Sénégalais du Maroc : Au royaume des petits boulots

Au Maroc, les Sénégalais y ont une présence séculaire liée au commerce, au culturel et au cultuel. Mais, le début des années 2000 a été un virage marquant avec une augmentation nette de leur nombre dans le pays. Il est consécutif à l’avènement du règne du roi Mohammed VI (1999).

Si parmi les Sénégalais on peut certes compter les fameuses employées de maison et nounous, on peut désormais y trouver aussi des étudiants, des journalistes, des comptables, des managers dans les centres d’appels, des commerçants. En bref, c’est une mosaïque aux multiples facettes. En étudiant et en travaillant au Royaume chérifien, les Sénégalais participent au rayonnement économique et culturel de leur pays d’accueil comme en 2017, lors de l’exposition « L’Afrique en capitale », à Rabat, dédiée à la culture et aux hommes de cultures provenant, entre autres Etats, du Sénégal.

——————————

ÉNONCÉ BREF 1:
D'après le texte sur les Sénégalais du Maroc, à quel événement l'augmentation nette de leur nombre au début des années 2000 est-elle consécutive ?
ÉNONCÉ BREF 2:
Citez le passage du texte sur les Sénégalais du Maroc qui va de « Si parmi les » jusqu'à « Etats, du Sénégal. » inclus.
ÉNONCÉ BREF 3:
Réduisez sous forme de liste le paragraphe du texte sur les Sénégalais du Maroc qui commence par « Si parmi les Sénégalais », sans perdre ses faits principaux.

——————————

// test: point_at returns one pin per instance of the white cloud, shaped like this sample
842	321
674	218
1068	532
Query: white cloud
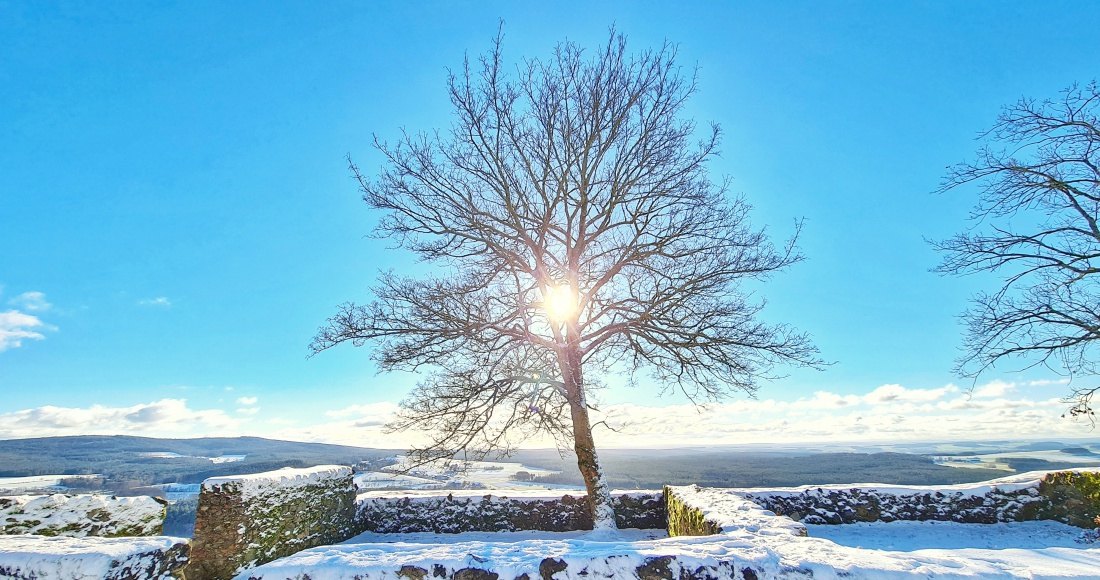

——————————

RÉPONSE COMPLÈTE 1:
À l'avènement du règne du roi Mohammed VI, en 1999.

RÉPONSE COMPLÈTE 2:
Si parmi les Sénégalais on peut certes compter les fameuses employées de maison et nounous, on peut désormais y trouver aussi des étudiants, des journalistes, des comptables, des managers dans les centres d’appels, des commerçants. En bref, c’est une mosaïque aux multiples facettes. En étudiant et en travaillant au Royaume chérifien, les Sénégalais participent au rayonnement économique et culturel de leur pays d’accueil comme en 2017, lors de l’exposition « L’Afrique en capitale », à Rabat, dédiée à la culture et aux hommes de cultures provenant, entre autres Etats, du Sénégal.

RÉPONSE COMPLÈTE 3:
- Profils : outre les employées de maison et les nounous, on trouve désormais des étudiants, des journalistes, des comptables, des managers dans les centres d'appels et des commerçants, soit une mosaïque aux multiples facettes.
- Contribution : par leurs études et leur travail, ils participent au rayonnement économique et culturel du Maroc.
- Exemple : l'exposition « L'Afrique en capitale », à Rabat en 2017, consacrée à la culture et aux hommes de culture venus notamment du Sénégal.